Entries taken from a collection ->
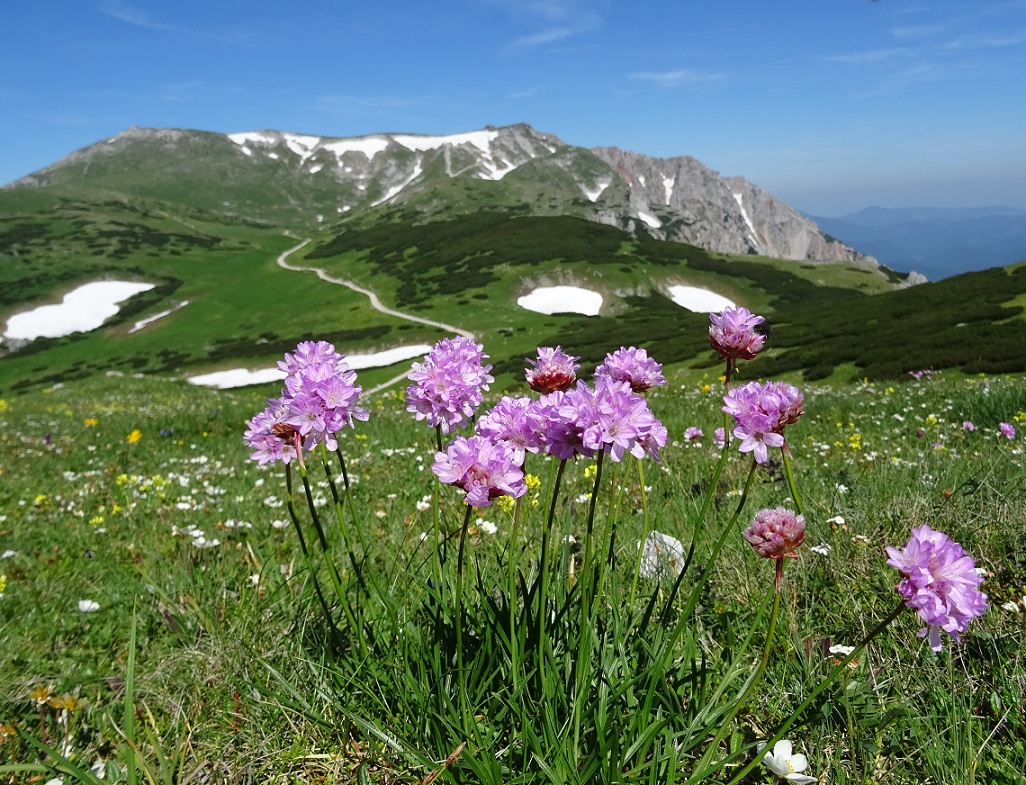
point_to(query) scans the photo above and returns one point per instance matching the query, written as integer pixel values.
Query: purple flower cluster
(776, 534)
(584, 421)
(552, 371)
(482, 468)
(449, 384)
(509, 423)
(318, 400)
(632, 365)
(940, 582)
(733, 334)
(760, 411)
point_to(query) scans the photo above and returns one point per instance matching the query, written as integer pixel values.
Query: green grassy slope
(242, 309)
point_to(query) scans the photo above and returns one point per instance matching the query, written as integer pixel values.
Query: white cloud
(130, 15)
(872, 55)
(676, 78)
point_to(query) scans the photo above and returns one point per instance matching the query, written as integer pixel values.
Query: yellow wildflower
(41, 695)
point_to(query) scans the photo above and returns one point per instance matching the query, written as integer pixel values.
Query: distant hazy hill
(936, 241)
(307, 182)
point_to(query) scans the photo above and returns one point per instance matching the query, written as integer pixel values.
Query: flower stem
(790, 479)
(460, 661)
(753, 682)
(831, 677)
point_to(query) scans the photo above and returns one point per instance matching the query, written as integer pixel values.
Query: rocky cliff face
(299, 179)
(682, 199)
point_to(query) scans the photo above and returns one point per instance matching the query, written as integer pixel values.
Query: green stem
(753, 682)
(838, 669)
(693, 600)
(790, 479)
(460, 662)
(644, 533)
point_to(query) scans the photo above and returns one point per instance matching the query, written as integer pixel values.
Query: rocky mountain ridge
(293, 179)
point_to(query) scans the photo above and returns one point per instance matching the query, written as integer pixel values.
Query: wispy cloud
(526, 92)
(871, 55)
(677, 78)
(131, 15)
(372, 106)
(558, 21)
(909, 32)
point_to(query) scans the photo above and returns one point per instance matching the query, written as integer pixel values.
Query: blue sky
(830, 105)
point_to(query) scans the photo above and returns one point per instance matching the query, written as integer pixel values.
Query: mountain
(937, 241)
(304, 181)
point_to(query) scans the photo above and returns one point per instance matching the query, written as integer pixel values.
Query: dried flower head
(552, 371)
(776, 534)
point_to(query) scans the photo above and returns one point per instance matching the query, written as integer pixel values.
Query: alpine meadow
(490, 459)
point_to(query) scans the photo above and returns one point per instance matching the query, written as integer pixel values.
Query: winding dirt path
(376, 303)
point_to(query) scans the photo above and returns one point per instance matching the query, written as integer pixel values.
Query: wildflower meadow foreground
(625, 576)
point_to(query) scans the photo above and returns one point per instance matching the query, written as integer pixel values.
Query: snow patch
(224, 380)
(257, 138)
(150, 319)
(418, 170)
(481, 140)
(699, 300)
(549, 300)
(81, 310)
(600, 186)
(369, 146)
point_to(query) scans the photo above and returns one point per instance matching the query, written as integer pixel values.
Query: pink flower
(632, 365)
(761, 411)
(940, 582)
(485, 470)
(733, 334)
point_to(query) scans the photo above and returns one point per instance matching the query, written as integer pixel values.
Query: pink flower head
(761, 411)
(552, 371)
(318, 400)
(776, 534)
(940, 582)
(733, 334)
(484, 469)
(449, 384)
(508, 423)
(632, 365)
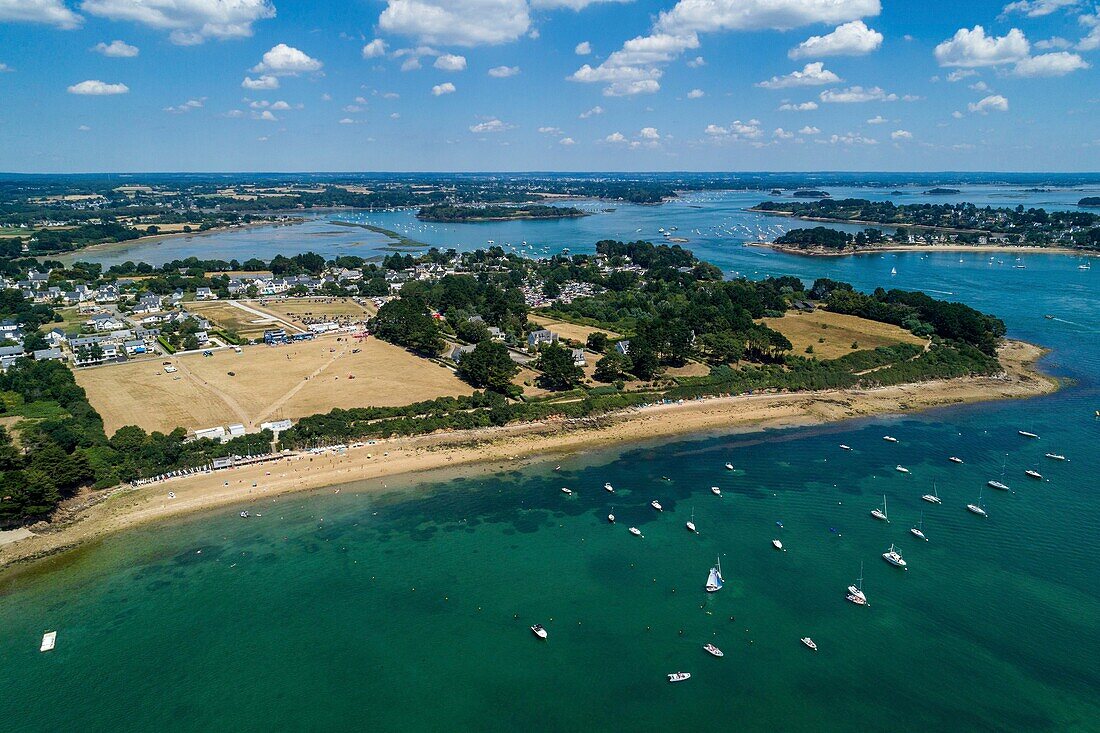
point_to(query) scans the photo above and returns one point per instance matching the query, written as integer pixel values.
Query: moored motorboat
(880, 514)
(894, 558)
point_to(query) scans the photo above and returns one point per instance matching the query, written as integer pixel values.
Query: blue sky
(548, 85)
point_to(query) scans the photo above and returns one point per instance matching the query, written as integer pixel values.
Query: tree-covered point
(459, 214)
(1014, 225)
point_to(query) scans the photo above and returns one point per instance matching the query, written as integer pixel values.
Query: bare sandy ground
(94, 515)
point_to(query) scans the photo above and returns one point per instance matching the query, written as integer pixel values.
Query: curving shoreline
(95, 515)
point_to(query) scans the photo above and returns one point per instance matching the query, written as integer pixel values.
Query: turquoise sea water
(408, 609)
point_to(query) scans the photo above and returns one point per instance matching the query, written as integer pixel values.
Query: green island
(932, 223)
(660, 325)
(472, 214)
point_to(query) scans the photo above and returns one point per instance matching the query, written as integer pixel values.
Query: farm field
(267, 383)
(570, 330)
(229, 317)
(301, 310)
(838, 331)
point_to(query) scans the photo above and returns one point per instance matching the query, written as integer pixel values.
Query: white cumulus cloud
(116, 50)
(97, 88)
(992, 102)
(286, 61)
(457, 22)
(811, 75)
(853, 95)
(188, 21)
(48, 12)
(971, 48)
(851, 39)
(374, 48)
(1058, 63)
(451, 63)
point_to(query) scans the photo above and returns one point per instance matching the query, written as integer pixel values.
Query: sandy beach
(96, 514)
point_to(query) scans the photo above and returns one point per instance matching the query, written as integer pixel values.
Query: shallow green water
(409, 610)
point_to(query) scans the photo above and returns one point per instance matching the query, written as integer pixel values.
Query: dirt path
(297, 387)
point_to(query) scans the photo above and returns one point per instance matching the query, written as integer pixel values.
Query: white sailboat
(880, 514)
(894, 558)
(919, 529)
(856, 592)
(934, 496)
(714, 581)
(977, 509)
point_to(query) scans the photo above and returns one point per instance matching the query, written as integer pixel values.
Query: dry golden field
(267, 383)
(832, 335)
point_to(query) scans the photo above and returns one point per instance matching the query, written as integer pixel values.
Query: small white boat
(714, 581)
(893, 557)
(977, 507)
(880, 514)
(919, 529)
(856, 592)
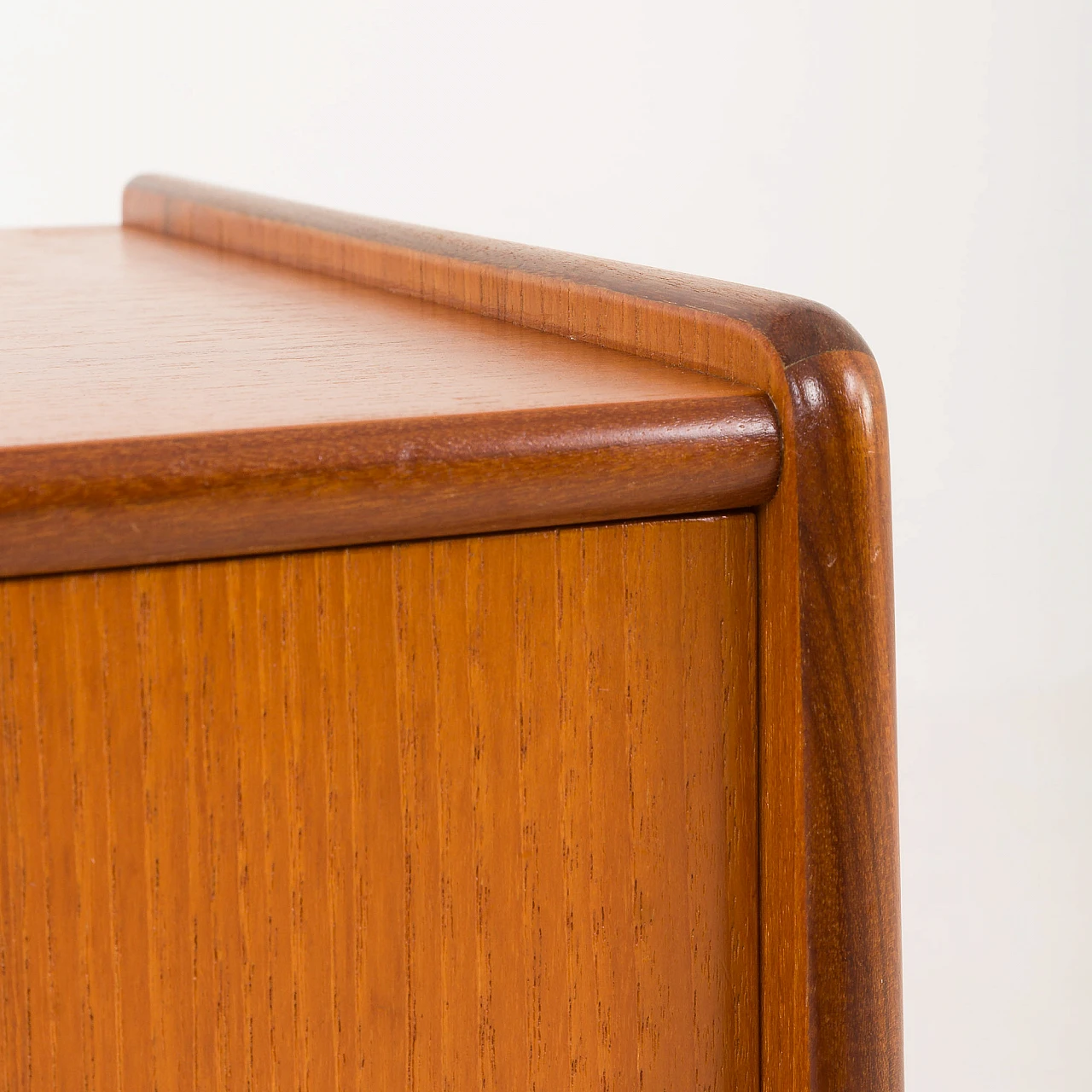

Exercise brief -> Exclude the pictures, then retype every record exactly.

The answer ->
point_to(query) scans the photo above and returns one point per instance matching the query, written as integer pixel values.
Query: purple flower cluster
(776, 534)
(584, 421)
(552, 371)
(482, 468)
(449, 384)
(509, 423)
(318, 400)
(632, 365)
(940, 582)
(733, 334)
(760, 411)
point_to(query) scans the photo above and returns one point per instance matching the query, written as integer pixel values.
Query: green grassy slope
(242, 309)
point_to(query) scans the photo above and returns one point per instance matching the query, written as integer pixel values.
Query: white cloud
(130, 15)
(872, 55)
(676, 78)
point_to(query) scans the photo above and returns one point per instance matching the query, written as integer pixel values.
Query: yellow wildflower
(41, 695)
point_to(query) scans the photo above and returns one point per instance matching the query, written as integer pixel values.
Query: distant hazy hill
(936, 241)
(307, 182)
point_to(query) scans the photo above and returns one point per instance matching the query, written as integer pixel values.
Query: flower stem
(790, 479)
(460, 661)
(753, 682)
(831, 677)
point_to(query) scans the photo above and returns one point per instance matching the query, written as integer pixel values.
Query: rocky cliff face
(299, 179)
(682, 199)
point_to(query) scans the photo above and returns one point per instance matching the query, written as integer pixel values.
Query: green stem
(753, 682)
(838, 669)
(693, 600)
(790, 479)
(460, 662)
(644, 533)
point_to(query) scans the photo above and returns one point per instance matching the query, written as integer pixel values.
Query: rocky mountain ridge
(293, 179)
point_to(query) scans the photo above and returns one point per instance matching the query, written as integer pixel values.
Query: wispy cloud
(526, 92)
(871, 55)
(677, 78)
(131, 15)
(372, 106)
(558, 21)
(909, 32)
point_to(query) scans the photo above and returns one point per instance matching the query, written as integer pixel values.
Query: blue sky
(830, 105)
point_to(query) scans the photo above and returns one point per instance matching the query, written as integer pixel values.
Query: mountain
(937, 241)
(304, 181)
point_to(query) scans the photo above and returns one point per instance matching the query, written as integer pixel values.
Query: dried flower head
(552, 371)
(776, 534)
point_to(query) scans the photo above and returns one point per instance matching the query, written as integer pixel values.
Query: alpine meadow
(490, 459)
point_to(query) scans the photo above and returns one point per instance matching the query, written as integer pixel values.
Query: winding dirt path
(376, 303)
point_to(query) scans the photo above and returns one point per instance matching the query, written as integer pixel values.
Query: wildflower meadow foreground
(625, 576)
point_to(query) scans the photo above and returns one point per instance matching the query, written as integer pixel values.
Query: snow patch
(224, 380)
(257, 138)
(150, 319)
(418, 170)
(481, 140)
(699, 300)
(549, 300)
(81, 310)
(600, 186)
(369, 146)
point_to(query) scans the photo above and returns one point per instance matching the query, written as integer pixel values.
Query: pink flower
(632, 365)
(761, 411)
(940, 582)
(485, 470)
(733, 334)
point_to(query) scans the photo above and returns one point per instance matching the query, written as integer pixel values.
Query: pink flower head
(761, 411)
(552, 371)
(318, 400)
(776, 534)
(940, 582)
(733, 334)
(484, 469)
(449, 384)
(508, 423)
(632, 365)
point_to(query) scans the photo above and returns one point per instance matching the query, written as integer pixel values.
Query: moored motorboat
(880, 514)
(894, 558)
point_to(query) scans the photo above and returns one point per instance matching the query, written as integer pixel values.
Query: blue sky
(548, 85)
point_to(query) scans the photo above and returns one point per instance matching the query, written as integer pixel values.
Query: tree-covered point
(459, 214)
(1014, 225)
point_to(query) scans the photo above and returns one point per instance matching the query, written as integer pixel values.
Query: bare sandy ground
(94, 515)
point_to(query) scans the photo above and returns one point per instance matching the query, written as integer pixel values.
Query: curving shoreline
(95, 515)
point_to(query) scans the photo above and returns one point per instance matching the query, written as integer pixel values.
Query: turquoise sea water
(408, 609)
point_to(query) scans the photo above and returns one point per instance matching the query, written as integer pixel values.
Query: green island
(932, 223)
(660, 325)
(472, 214)
point_to(query) scans the photo above and returns one point per instance matching the query, written as integer pixel values.
Query: farm field
(267, 383)
(570, 330)
(229, 317)
(301, 310)
(838, 331)
point_to(query) scans the photo above and returns one point per instance matching the query, written as integer pixel values.
Query: white cumulus cloud
(116, 50)
(97, 88)
(992, 102)
(286, 61)
(457, 22)
(811, 75)
(853, 95)
(188, 21)
(48, 12)
(971, 48)
(851, 39)
(374, 48)
(1058, 63)
(451, 63)
point_to(query) scans the photo above and returns one point per instance matching the query, written as integer pixel values.
Query: sandy beach
(96, 514)
point_to(query) scans the photo above and returns one point per instance matching the query, written as integer pixel values.
Query: shallow green water
(409, 610)
point_to(query) scans the photo above and returns one point per instance matching the query, written as integer pixel values.
Query: dirt path
(297, 387)
point_to(query) scans the photo above and returns one point per instance matching the query, written as integer pixel values.
Query: white sailboat
(880, 514)
(894, 558)
(919, 529)
(856, 592)
(934, 496)
(714, 581)
(977, 509)
point_to(query) scans the photo above and returns one point per instance matching the query, written as integer pixel values.
Query: dry golden field
(267, 383)
(832, 335)
point_to(query) scans the photo above and returns one point per instance matching the query, written as integer pixel values.
Query: small white boat
(714, 581)
(893, 557)
(977, 507)
(880, 514)
(919, 529)
(856, 592)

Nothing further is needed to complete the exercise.